Retype each of the rows below word for word, keeping every line and figure unchanged.

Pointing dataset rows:
------
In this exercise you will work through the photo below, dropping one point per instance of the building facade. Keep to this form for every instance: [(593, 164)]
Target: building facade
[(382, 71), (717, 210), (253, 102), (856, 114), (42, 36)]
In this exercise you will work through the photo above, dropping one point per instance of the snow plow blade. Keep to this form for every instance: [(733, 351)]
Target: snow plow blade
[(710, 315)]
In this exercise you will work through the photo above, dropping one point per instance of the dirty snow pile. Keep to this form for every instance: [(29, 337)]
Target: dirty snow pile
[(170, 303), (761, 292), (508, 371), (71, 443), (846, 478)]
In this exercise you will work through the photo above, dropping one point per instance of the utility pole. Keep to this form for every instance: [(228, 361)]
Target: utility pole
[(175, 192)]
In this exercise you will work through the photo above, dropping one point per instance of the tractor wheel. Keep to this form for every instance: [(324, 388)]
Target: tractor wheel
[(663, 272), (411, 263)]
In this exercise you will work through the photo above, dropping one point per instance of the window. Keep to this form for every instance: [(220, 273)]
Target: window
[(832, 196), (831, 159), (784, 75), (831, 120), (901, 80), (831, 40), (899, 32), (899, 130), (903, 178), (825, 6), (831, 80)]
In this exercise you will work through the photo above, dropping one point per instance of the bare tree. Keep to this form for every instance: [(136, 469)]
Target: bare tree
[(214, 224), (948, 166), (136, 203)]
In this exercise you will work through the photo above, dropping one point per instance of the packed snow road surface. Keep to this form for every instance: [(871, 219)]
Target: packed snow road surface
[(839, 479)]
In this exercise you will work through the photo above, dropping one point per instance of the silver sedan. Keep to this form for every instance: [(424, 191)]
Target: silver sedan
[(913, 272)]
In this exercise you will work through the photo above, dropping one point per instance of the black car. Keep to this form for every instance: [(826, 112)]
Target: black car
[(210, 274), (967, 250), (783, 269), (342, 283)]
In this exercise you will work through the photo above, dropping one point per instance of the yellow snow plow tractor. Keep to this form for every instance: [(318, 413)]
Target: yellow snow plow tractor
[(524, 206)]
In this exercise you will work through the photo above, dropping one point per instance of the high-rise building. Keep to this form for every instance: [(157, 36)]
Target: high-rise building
------
WRITTEN SOLUTION
In this exercise you will work through the photo below, dropping one point per instance of the building facade. Keep to this form for every instance: [(593, 164)]
Target: building facade
[(382, 71), (717, 210), (253, 102), (856, 114), (42, 36)]
In this exercise you will work through the photo above, dropping one point per instance of the snow plow blade. Keep to this form for every instance: [(733, 351)]
Target: snow plow blade
[(710, 315)]
In this exercise you will work through the photo above, dropping one point per instance of the dirty snow pile. Keep to this form for every instance: [(29, 337)]
Target: dirty snow pile
[(170, 303), (761, 292), (508, 371), (71, 443), (846, 478)]
In this exercise you will work through the photo above, dropping one point per instance of the utility pole. Keep to this form for every instance: [(228, 361)]
Target: utility pole
[(175, 192)]
In this exercise you will work through the photo above, dropping one point per instance of the tractor wheel. Keep to this form for every instance: [(324, 388)]
Target: tractor wheel
[(663, 272), (411, 263)]
In this exercise you will work through the photo above, dropping one point per instance of the window. Keep to this form for every instance: [(220, 273)]
Target: window
[(832, 196), (831, 159), (784, 75), (831, 120), (901, 80), (831, 40), (899, 32), (899, 130), (903, 178), (825, 6), (831, 80)]
In this exercise you will work through the photo above, dropping one point per instance of the bare tree. Keep to this form for every instance: [(136, 469)]
Target: bare tree
[(214, 224), (948, 166), (136, 203)]
In this exercise you will work through the photo above, dropping one point per instance of the packed snow road surface. Keep to this form for every instance: [(871, 219)]
Target: packed snow road surface
[(839, 479)]
In this exercise you will work through the photo above, dropping one point per instance of the silver sedan. Keep to this form for every instance: [(424, 191)]
Target: silver sedan
[(913, 272)]
In this exercise you will work through the photo above, dropping one point per instance of the black car. Keep to this form for every instance: [(826, 112)]
Target: black car
[(210, 274), (967, 250), (783, 269), (342, 283)]
In this exercise you will work through the photo above, dropping one point per instance of the yellow snow plow tractor. Keep to this form for every instance: [(318, 413)]
Target: yellow snow plow tractor
[(524, 206)]
In this exercise you will work through the photo above, dropping one point per instance of the high-rise building. Keep to this form for every instance: [(157, 36)]
Target: high-rise building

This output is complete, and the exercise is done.